(Stored data entries)
———
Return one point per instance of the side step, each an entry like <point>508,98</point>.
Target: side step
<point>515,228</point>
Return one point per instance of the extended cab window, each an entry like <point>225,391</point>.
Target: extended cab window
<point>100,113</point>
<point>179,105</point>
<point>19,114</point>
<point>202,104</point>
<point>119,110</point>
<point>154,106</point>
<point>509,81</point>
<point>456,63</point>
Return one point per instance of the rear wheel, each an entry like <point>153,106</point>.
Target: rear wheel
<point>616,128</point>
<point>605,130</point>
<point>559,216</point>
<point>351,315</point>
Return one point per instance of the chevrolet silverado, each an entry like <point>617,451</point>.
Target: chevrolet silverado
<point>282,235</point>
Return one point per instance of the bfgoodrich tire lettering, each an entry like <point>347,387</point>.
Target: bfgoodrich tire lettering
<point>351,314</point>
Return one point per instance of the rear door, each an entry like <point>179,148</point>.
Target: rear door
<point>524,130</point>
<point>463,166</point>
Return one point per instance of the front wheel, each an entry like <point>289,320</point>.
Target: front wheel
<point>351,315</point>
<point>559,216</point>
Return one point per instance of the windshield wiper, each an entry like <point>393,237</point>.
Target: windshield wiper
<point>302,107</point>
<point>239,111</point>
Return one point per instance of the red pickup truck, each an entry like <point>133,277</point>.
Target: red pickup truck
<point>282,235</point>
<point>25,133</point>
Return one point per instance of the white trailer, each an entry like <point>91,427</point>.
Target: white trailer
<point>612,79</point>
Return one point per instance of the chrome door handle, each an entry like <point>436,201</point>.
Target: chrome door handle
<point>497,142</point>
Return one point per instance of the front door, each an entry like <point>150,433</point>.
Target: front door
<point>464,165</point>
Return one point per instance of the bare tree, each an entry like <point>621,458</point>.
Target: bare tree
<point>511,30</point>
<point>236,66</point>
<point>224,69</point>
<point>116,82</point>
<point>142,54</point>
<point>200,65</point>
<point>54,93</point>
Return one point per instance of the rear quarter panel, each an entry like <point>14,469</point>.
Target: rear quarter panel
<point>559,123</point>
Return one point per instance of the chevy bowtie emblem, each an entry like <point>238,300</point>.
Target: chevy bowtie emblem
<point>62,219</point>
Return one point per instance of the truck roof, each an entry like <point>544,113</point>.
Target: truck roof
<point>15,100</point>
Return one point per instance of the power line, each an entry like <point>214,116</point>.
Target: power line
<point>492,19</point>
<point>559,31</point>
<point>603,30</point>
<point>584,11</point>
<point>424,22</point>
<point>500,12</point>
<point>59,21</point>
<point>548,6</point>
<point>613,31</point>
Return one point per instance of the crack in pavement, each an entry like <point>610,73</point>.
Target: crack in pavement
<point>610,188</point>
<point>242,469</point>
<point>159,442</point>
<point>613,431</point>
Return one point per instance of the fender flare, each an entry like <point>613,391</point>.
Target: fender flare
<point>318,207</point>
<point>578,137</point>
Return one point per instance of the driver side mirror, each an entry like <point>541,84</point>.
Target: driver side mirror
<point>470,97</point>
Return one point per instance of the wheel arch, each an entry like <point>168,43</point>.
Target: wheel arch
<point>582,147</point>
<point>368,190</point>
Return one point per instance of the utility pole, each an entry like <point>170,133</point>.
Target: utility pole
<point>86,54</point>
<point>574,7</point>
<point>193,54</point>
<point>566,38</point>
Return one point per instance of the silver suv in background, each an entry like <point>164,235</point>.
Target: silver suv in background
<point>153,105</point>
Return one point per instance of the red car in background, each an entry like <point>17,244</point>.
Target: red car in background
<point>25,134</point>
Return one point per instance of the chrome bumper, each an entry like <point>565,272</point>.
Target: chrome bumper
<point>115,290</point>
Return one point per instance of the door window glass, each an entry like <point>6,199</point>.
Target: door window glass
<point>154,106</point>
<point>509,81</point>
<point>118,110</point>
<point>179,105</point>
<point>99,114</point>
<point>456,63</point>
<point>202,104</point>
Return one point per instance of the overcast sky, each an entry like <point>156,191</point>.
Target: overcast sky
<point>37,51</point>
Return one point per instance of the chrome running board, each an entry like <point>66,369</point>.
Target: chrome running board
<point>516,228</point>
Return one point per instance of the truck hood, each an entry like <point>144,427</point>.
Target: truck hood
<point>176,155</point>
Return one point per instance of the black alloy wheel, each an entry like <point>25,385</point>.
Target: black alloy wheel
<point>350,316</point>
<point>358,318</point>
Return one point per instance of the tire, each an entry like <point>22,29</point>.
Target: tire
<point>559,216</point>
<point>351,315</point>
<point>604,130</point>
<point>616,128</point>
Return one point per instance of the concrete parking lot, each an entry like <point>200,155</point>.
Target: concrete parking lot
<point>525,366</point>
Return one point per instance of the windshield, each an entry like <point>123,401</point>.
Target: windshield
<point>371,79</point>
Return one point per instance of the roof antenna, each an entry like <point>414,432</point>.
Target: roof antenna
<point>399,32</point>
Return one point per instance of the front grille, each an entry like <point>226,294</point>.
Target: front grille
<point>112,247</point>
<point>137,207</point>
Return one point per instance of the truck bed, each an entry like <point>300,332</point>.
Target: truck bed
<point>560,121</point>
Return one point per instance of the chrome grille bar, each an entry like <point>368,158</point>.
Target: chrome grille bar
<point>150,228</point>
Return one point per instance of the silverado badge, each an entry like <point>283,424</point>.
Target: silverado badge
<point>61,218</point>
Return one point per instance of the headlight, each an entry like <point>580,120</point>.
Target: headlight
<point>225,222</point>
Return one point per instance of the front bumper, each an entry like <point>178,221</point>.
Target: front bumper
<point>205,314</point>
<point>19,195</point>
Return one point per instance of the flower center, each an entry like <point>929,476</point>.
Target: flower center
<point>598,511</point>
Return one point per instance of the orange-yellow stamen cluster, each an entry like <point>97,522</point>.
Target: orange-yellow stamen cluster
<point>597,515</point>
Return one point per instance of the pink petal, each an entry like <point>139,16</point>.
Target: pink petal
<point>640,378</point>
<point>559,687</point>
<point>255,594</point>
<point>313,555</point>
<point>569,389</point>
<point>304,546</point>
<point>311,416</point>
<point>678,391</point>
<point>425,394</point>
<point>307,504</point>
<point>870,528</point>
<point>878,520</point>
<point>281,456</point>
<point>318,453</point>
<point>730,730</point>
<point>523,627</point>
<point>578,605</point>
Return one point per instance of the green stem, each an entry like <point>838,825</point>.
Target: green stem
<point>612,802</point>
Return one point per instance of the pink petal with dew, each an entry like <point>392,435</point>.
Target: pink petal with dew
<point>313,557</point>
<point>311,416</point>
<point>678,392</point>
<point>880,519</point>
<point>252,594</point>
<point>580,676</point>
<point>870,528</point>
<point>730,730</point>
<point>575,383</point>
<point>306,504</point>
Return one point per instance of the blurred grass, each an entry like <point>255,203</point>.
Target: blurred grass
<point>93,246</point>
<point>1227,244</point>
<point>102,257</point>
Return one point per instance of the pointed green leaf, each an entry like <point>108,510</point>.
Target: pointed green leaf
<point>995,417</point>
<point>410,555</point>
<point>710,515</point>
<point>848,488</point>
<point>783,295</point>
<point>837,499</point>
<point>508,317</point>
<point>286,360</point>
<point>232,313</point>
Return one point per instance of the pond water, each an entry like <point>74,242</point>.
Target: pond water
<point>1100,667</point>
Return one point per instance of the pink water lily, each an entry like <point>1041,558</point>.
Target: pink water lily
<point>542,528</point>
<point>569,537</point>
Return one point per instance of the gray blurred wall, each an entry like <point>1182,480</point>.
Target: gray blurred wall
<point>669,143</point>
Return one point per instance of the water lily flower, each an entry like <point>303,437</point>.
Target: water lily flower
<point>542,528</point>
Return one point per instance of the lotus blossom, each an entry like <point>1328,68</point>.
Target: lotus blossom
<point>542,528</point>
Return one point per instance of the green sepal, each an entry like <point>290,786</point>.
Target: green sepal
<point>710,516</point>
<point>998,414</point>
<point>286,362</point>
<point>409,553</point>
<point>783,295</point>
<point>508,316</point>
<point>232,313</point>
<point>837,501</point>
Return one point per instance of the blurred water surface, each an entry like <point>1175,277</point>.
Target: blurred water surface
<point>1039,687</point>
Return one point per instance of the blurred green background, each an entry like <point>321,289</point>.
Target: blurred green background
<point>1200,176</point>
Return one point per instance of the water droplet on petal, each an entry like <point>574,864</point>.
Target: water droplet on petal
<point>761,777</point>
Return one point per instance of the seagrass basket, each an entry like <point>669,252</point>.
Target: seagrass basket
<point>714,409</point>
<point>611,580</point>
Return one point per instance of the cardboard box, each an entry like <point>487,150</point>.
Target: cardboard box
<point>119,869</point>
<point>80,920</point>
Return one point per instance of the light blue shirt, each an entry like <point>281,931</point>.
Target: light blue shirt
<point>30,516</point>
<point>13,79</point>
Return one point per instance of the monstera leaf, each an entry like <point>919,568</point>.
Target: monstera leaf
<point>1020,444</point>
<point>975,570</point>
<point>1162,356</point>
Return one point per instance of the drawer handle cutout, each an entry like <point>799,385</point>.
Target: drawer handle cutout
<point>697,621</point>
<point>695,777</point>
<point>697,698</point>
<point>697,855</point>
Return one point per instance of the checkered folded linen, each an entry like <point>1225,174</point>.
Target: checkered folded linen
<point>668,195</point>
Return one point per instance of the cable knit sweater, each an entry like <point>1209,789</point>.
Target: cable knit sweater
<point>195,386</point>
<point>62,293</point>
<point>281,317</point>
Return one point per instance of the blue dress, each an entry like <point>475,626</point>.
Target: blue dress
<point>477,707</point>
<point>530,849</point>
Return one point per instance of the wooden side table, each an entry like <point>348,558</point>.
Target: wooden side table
———
Write out, unchanged, the lines that begin with the line containing "Return one point per instance of the blurred water" and end with the line containing "<point>13,79</point>", including both of those lines.

> **Exercise result**
Return one point per instance of the blurred water surface, each an entry like <point>1175,277</point>.
Target: blurred water surface
<point>1039,687</point>
Return one point per instance of the blurred green background, each an entry like <point>321,289</point>.
Target: blurred green background
<point>1200,176</point>
Return one point per instance of the water droplet on petal, each an entry like <point>574,864</point>.
Target: water droplet on petal
<point>761,777</point>
Return one point per instance of the seagrass basket, each an entry like <point>669,252</point>.
Target: seagrass basket
<point>714,409</point>
<point>611,580</point>
Return one point per instance of the cardboard box, each an entry like <point>487,150</point>.
Target: cardboard box
<point>119,869</point>
<point>80,920</point>
Return one point per instance of the light blue shirt, each an entry like <point>281,931</point>.
Target: light blue shirt
<point>30,516</point>
<point>13,79</point>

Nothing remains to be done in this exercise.